Instructions to follow ▸
Carry none of the pictures over; write out the complete data exactly.

Supplied data ▸
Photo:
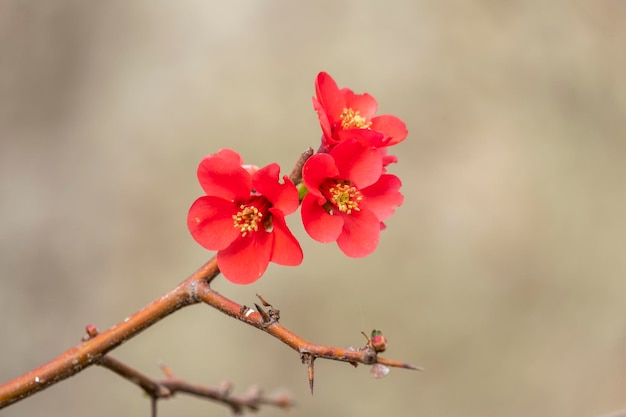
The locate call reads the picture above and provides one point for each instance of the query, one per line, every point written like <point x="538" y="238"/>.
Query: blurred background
<point x="503" y="273"/>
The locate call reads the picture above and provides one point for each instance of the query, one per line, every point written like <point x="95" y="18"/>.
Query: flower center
<point x="351" y="119"/>
<point x="251" y="216"/>
<point x="343" y="195"/>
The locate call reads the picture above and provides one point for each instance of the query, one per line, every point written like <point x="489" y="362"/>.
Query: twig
<point x="91" y="351"/>
<point x="308" y="351"/>
<point x="194" y="289"/>
<point x="166" y="388"/>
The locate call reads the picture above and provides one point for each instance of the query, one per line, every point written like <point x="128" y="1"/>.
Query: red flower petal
<point x="329" y="97"/>
<point x="318" y="223"/>
<point x="391" y="127"/>
<point x="282" y="196"/>
<point x="247" y="258"/>
<point x="316" y="169"/>
<point x="210" y="221"/>
<point x="361" y="233"/>
<point x="361" y="165"/>
<point x="224" y="178"/>
<point x="286" y="249"/>
<point x="383" y="197"/>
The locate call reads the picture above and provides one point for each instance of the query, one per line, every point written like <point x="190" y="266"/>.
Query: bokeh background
<point x="503" y="273"/>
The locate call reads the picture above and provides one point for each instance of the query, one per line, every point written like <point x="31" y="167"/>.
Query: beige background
<point x="503" y="273"/>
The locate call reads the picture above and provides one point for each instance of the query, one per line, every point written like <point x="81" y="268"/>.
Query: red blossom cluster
<point x="346" y="193"/>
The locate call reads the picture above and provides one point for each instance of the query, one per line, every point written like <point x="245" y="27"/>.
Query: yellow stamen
<point x="351" y="119"/>
<point x="247" y="219"/>
<point x="346" y="197"/>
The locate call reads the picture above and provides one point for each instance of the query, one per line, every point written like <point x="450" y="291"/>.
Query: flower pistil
<point x="342" y="194"/>
<point x="351" y="119"/>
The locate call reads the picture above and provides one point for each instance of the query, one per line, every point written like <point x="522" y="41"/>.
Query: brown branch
<point x="166" y="388"/>
<point x="268" y="322"/>
<point x="92" y="350"/>
<point x="194" y="289"/>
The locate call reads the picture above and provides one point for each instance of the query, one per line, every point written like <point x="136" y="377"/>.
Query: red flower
<point x="340" y="112"/>
<point x="348" y="197"/>
<point x="242" y="216"/>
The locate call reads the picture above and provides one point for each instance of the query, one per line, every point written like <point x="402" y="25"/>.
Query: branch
<point x="268" y="322"/>
<point x="92" y="350"/>
<point x="166" y="388"/>
<point x="194" y="289"/>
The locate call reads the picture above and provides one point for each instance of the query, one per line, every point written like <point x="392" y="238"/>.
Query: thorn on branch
<point x="309" y="360"/>
<point x="296" y="173"/>
<point x="166" y="388"/>
<point x="271" y="316"/>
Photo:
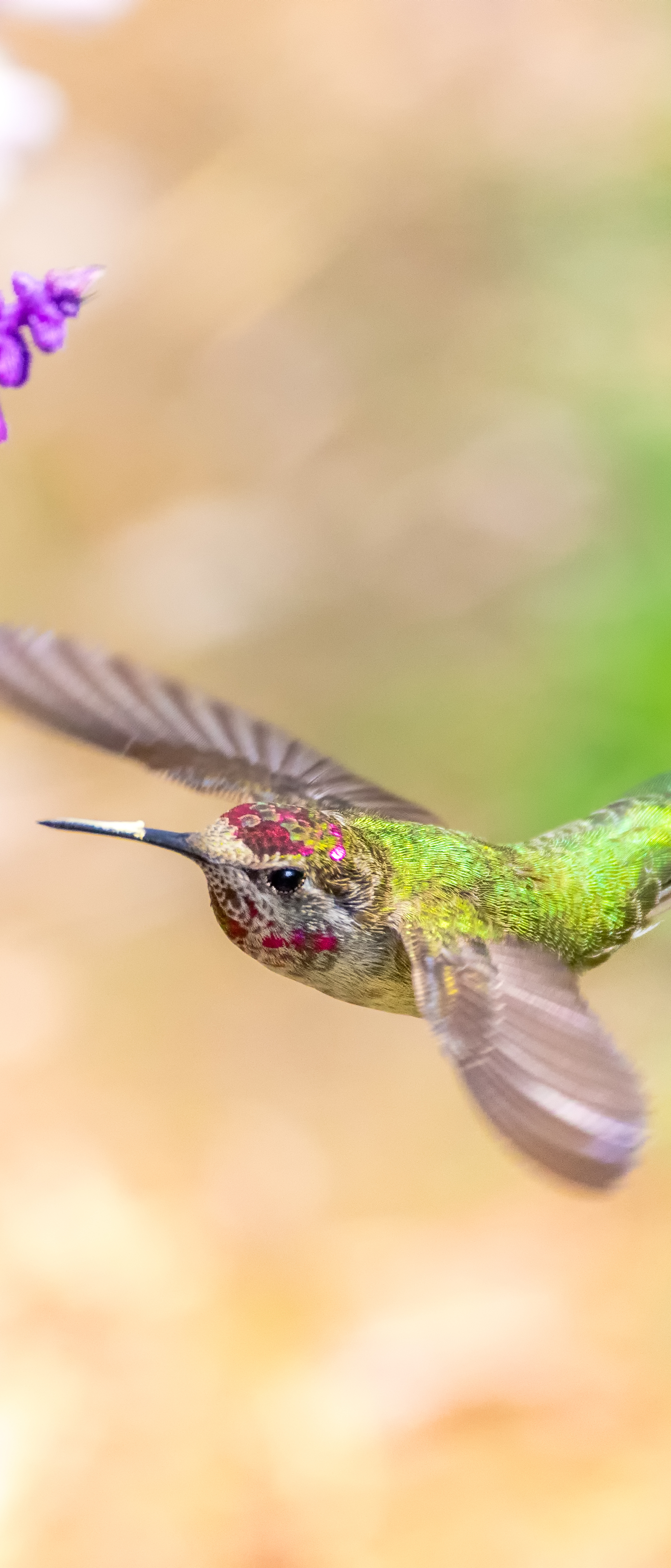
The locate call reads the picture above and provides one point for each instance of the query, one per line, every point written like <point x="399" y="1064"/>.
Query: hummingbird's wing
<point x="195" y="739"/>
<point x="533" y="1054"/>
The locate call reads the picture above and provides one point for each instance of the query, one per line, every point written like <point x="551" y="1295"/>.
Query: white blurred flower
<point x="32" y="112"/>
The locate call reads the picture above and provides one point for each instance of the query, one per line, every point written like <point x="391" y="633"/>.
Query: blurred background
<point x="369" y="430"/>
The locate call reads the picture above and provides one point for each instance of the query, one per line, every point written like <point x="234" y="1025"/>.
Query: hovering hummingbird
<point x="338" y="883"/>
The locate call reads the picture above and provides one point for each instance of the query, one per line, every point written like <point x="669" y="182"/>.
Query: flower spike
<point x="41" y="306"/>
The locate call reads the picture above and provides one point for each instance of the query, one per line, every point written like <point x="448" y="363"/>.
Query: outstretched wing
<point x="533" y="1054"/>
<point x="195" y="739"/>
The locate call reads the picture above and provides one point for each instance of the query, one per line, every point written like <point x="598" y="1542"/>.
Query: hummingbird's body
<point x="333" y="882"/>
<point x="581" y="891"/>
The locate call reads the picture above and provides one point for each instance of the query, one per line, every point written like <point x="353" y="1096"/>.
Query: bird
<point x="344" y="886"/>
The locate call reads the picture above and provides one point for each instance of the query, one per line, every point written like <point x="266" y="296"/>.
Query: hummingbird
<point x="338" y="883"/>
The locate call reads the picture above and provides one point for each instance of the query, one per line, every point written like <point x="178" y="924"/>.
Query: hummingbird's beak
<point x="182" y="843"/>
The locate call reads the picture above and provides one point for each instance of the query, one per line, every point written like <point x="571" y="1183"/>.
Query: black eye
<point x="286" y="879"/>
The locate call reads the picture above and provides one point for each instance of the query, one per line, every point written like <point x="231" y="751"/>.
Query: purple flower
<point x="41" y="306"/>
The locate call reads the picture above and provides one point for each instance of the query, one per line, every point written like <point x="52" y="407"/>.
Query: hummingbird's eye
<point x="286" y="879"/>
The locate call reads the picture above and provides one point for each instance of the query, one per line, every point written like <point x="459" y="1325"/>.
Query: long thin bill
<point x="182" y="843"/>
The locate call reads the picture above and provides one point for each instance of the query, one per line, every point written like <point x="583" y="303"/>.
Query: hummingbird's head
<point x="294" y="886"/>
<point x="300" y="890"/>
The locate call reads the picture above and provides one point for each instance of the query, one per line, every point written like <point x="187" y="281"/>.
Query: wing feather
<point x="193" y="739"/>
<point x="532" y="1053"/>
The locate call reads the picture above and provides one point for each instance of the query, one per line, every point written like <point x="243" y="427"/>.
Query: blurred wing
<point x="176" y="731"/>
<point x="533" y="1054"/>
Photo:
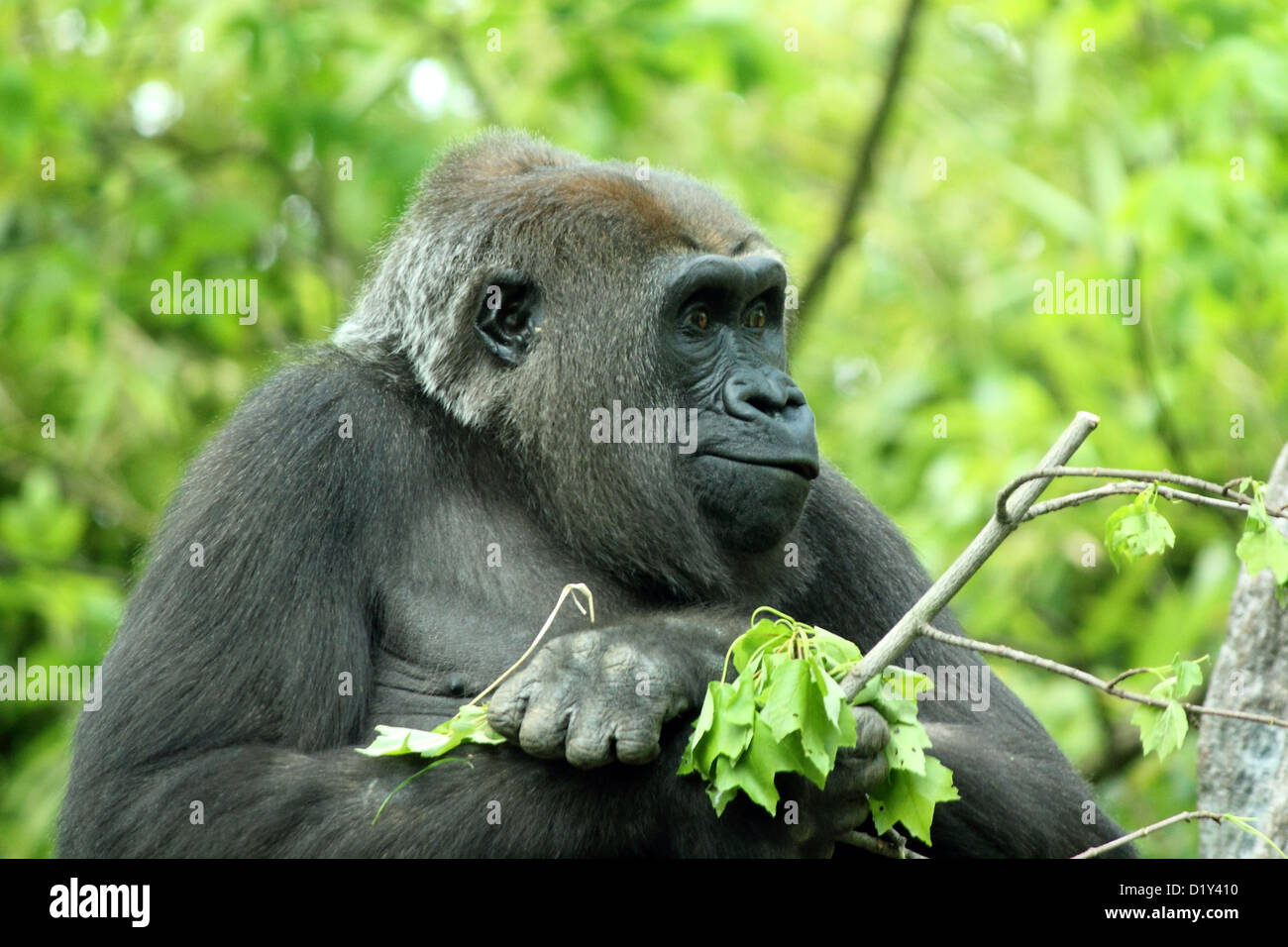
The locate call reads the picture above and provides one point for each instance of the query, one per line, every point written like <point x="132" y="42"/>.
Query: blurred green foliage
<point x="210" y="138"/>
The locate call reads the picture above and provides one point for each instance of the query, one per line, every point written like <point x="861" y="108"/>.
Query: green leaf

Solution for this problem ▸
Photo:
The locate call reads the picture above and provides one point for each instance of the query, one per line, every point written like <point x="538" y="238"/>.
Query: blurred background
<point x="503" y="273"/>
The locate call reads the picture above and provides one point for each instance of the query, one per line, every point written like <point x="95" y="18"/>.
Query: flower center
<point x="351" y="119"/>
<point x="251" y="216"/>
<point x="343" y="195"/>
The locate call reads the picture above and provides one point for each instance of the query, one per line, every point written like <point x="489" y="362"/>.
Query: twig
<point x="91" y="351"/>
<point x="308" y="351"/>
<point x="194" y="289"/>
<point x="166" y="388"/>
The locate call reads the picture above and provides one point for each instance of the query, one per line, every point written like <point x="128" y="1"/>.
Query: red flower petal
<point x="329" y="97"/>
<point x="318" y="223"/>
<point x="391" y="127"/>
<point x="282" y="196"/>
<point x="247" y="258"/>
<point x="316" y="169"/>
<point x="210" y="221"/>
<point x="361" y="233"/>
<point x="361" y="165"/>
<point x="224" y="178"/>
<point x="286" y="249"/>
<point x="383" y="197"/>
The locate call reads the picture above and provides one point for each instance of the query, one per line, every point written like <point x="190" y="266"/>.
Query: bokeh background
<point x="503" y="273"/>
The locate call reads the picture above and provides one point for each instance of the query, one per line, every point written like <point x="31" y="167"/>.
Query: beige background
<point x="503" y="273"/>
The locate call reads the picture above and provides one point for each instance of the query, one per line, every point written like <point x="81" y="268"/>.
Query: red blossom cluster
<point x="346" y="193"/>
The locate call reads the picture above and provides one point for each instance of the query, one per line, every point written like <point x="245" y="27"/>.
Query: yellow stamen
<point x="351" y="119"/>
<point x="247" y="219"/>
<point x="346" y="197"/>
The locate call reads the picture above and provides one point for each instance of the query, one per line, every point written like <point x="450" y="291"/>.
Query: flower pistil
<point x="342" y="194"/>
<point x="351" y="119"/>
The locate call reads the picture above and provides one point for each instance of the query, one per line, every point written like <point x="522" y="41"/>.
Query: brown branch
<point x="166" y="388"/>
<point x="268" y="322"/>
<point x="92" y="350"/>
<point x="194" y="289"/>
The locate call reads the picture above and provides one point for each instance of the query, one per line, every point written like <point x="136" y="377"/>.
Query: red flower
<point x="340" y="112"/>
<point x="348" y="197"/>
<point x="242" y="216"/>
The locate call reads the picture above and provides one point for each instance of the query, one per line, every point written like <point x="402" y="25"/>.
Query: branch
<point x="268" y="322"/>
<point x="92" y="350"/>
<point x="166" y="388"/>
<point x="194" y="289"/>
The locate call reads the picture above and provides one point for each instance of the query, one per line, every point written like <point x="392" y="238"/>.
Query: thorn on branch
<point x="309" y="360"/>
<point x="296" y="173"/>
<point x="166" y="388"/>
<point x="271" y="316"/>
Photo:
The locate call reads the picture above and provides one point for each instance of the query, one per line, every point written like <point x="399" y="1064"/>.
Query: hummingbird's wing
<point x="195" y="739"/>
<point x="533" y="1054"/>
The locate call reads the picture above and provides one point for each instance of the query, one per line, every point written like <point x="551" y="1295"/>.
Query: white blurred flower
<point x="32" y="112"/>
The locate call reads the picture above and provides one point for each instance of the query, one per line, every point written like <point x="391" y="633"/>.
Query: blurred background
<point x="369" y="430"/>
The locate call reads the picture above and provides one point for each instance of the query, one per line, every point written like <point x="234" y="1025"/>.
Query: hovering hummingbird
<point x="338" y="883"/>
The locate call reads the picture above and provides one point for each instance of the query, one per line, every point written like <point x="669" y="182"/>.
Query: flower spike
<point x="41" y="306"/>
The locate call reads the picture above and provides one point for each instance of the query, one per line, every point written like <point x="448" y="363"/>.
Query: outstretched wing
<point x="533" y="1054"/>
<point x="195" y="739"/>
The locate call reads the picture above and provides one point for each instance of the query, one per line, every point written like <point x="598" y="1542"/>.
Query: hummingbird's body
<point x="333" y="882"/>
<point x="581" y="891"/>
The locate call reads the picture above and provides one point for each instance of the query, one per line, every point written like <point x="353" y="1096"/>.
Query: bird
<point x="344" y="886"/>
The locate call reads the picture above and provides one point for each instance of the query, one per line, every point written like <point x="266" y="296"/>.
Query: hummingbird
<point x="338" y="883"/>
The locate call reads the picture above and provides one point for each instance of the query, one per line, every point written like <point x="178" y="924"/>.
Query: hummingbird's beak
<point x="182" y="843"/>
The locate call reads the picture above and provides one point for each instance of the query, one per line, every point written like <point x="571" y="1183"/>.
Query: black eye
<point x="286" y="879"/>
The locate call reads the picture above and provides one point for each instance of the query, one per line, every point written like <point x="231" y="751"/>.
Query: purple flower
<point x="41" y="306"/>
The locate call reads the picture above and provides one point for each instance of the query, one per line, every point written like <point x="52" y="407"/>.
Query: hummingbird's eye
<point x="286" y="879"/>
The locate call reads the picture above and provides one point for each instance of the query, one per line, every point written like <point x="459" y="1325"/>.
Query: long thin bill
<point x="182" y="843"/>
The locate call reads the picture above and provides one point for each instance of the query, one per line, every point written like <point x="583" y="303"/>.
Query: hummingbird's head
<point x="294" y="886"/>
<point x="300" y="890"/>
The locate call reads the picture above and provides one point for each instance of the query, one per line, every point written like <point x="187" y="281"/>.
Query: wing feather
<point x="193" y="739"/>
<point x="532" y="1053"/>
The locate call reads the picture above and provides one point for each instance of the query, one per line, every point written like <point x="243" y="427"/>.
Query: blurred wing
<point x="176" y="731"/>
<point x="533" y="1054"/>
Photo:
The locate call reads the picture above and provides one point for each instance of the query, one per line, every point written like <point x="132" y="42"/>.
Query: blurred green foliage
<point x="210" y="138"/>
The locate call reads the picture above and provides one point for each instance of the query, one per line, every point written like <point x="861" y="108"/>.
Query: green leaf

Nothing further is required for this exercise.